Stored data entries
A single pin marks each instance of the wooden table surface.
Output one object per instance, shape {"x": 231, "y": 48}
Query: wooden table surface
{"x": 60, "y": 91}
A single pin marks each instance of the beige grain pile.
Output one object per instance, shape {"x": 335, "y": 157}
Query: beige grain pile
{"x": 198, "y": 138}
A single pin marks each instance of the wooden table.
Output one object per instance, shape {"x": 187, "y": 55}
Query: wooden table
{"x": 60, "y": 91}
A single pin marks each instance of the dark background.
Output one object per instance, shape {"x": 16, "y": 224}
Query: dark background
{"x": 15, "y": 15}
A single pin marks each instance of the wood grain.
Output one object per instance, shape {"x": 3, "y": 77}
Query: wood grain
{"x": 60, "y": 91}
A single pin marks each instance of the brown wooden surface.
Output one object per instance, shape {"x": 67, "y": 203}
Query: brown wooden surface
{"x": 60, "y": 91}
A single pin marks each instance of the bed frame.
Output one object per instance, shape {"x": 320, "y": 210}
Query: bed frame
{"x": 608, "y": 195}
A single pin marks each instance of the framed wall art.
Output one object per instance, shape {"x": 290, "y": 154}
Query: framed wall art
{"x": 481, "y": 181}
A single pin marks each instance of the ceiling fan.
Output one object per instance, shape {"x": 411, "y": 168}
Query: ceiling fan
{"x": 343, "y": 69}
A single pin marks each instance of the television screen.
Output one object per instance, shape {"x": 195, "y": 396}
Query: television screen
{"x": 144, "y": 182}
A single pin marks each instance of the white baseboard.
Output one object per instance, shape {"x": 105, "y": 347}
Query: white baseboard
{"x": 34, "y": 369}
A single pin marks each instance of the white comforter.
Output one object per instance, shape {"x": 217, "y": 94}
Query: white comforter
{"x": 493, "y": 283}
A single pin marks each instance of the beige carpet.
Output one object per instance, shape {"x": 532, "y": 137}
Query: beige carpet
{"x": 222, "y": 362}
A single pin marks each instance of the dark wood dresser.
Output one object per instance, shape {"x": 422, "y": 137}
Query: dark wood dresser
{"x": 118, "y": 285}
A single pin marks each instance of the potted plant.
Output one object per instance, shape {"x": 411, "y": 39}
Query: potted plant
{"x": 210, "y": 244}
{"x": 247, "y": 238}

YOUR TASK →
Every record above belongs in the answer, reproduced exactly.

OUTPUT BELOW →
A single pin marks each instance of the wooden table surface.
Output one object per instance, shape {"x": 231, "y": 48}
Query: wooden table surface
{"x": 60, "y": 91}
A single pin marks each instance of the beige grain pile.
Output one object per instance, shape {"x": 335, "y": 157}
Query: beige grain pile
{"x": 198, "y": 138}
A single pin marks each instance of the wooden table.
Output one object per instance, shape {"x": 187, "y": 55}
Query: wooden table
{"x": 60, "y": 91}
A single pin marks each instance of the dark background.
Output one object per instance, shape {"x": 16, "y": 224}
Query: dark background
{"x": 15, "y": 15}
A single pin marks each instance of the wood grain.
Output one object per instance, shape {"x": 3, "y": 77}
Query: wood grain
{"x": 60, "y": 91}
A single pin marks each instance of the brown wooden surface.
Output one object per instance, shape {"x": 67, "y": 203}
Query: brown wooden surface
{"x": 60, "y": 91}
A single pin marks each instance of the bed frame.
Output one object per instance, shape {"x": 320, "y": 210}
Query: bed frame
{"x": 608, "y": 195}
A single pin marks each instance of the framed wall art.
Output one object per instance, shape {"x": 290, "y": 154}
Query: framed wall art
{"x": 481, "y": 181}
A single pin marks each instance of the ceiling fan.
Output one object per instance, shape {"x": 411, "y": 168}
Query: ceiling fan
{"x": 343, "y": 69}
A single pin marks each instance of the television screen.
Output one object per instance, shape {"x": 195, "y": 396}
Query: television screen
{"x": 144, "y": 182}
A single pin marks each instance of the white baseboard.
Output one object per instance, shape {"x": 105, "y": 347}
Query: white baseboard
{"x": 34, "y": 369}
A single pin marks each instance of the white comforter.
Output one object per instance, shape {"x": 217, "y": 94}
Query: white comforter
{"x": 493, "y": 283}
A single pin marks each instance of the beige carpet.
Output one object per instance, shape {"x": 532, "y": 137}
Query: beige carpet
{"x": 222, "y": 362}
A single pin marks each instance of the dark wood dresser.
Output one object per instance, shape {"x": 422, "y": 137}
Query: dark wood dresser
{"x": 118, "y": 285}
A single pin marks each instance of the potted plant.
Output one object per instance, shape {"x": 411, "y": 39}
Query: potted plant
{"x": 210, "y": 244}
{"x": 247, "y": 238}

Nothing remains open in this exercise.